[[ Supplied information open ]]

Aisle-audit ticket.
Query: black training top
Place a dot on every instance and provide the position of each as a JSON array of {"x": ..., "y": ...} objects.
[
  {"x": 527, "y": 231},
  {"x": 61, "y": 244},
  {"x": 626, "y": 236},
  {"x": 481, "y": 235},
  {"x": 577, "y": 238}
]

[[ Supplied information closed ]]

Problem requirements:
Reproduce exactly the line containing "Query: black training top" and every line after it through the end of the records above, and nothing else.

Result:
Query: black training top
Place a dot on every instance and provide the position of each as a JSON array of {"x": ..., "y": ...} objects.
[
  {"x": 527, "y": 231},
  {"x": 61, "y": 244},
  {"x": 626, "y": 236},
  {"x": 481, "y": 235},
  {"x": 577, "y": 238}
]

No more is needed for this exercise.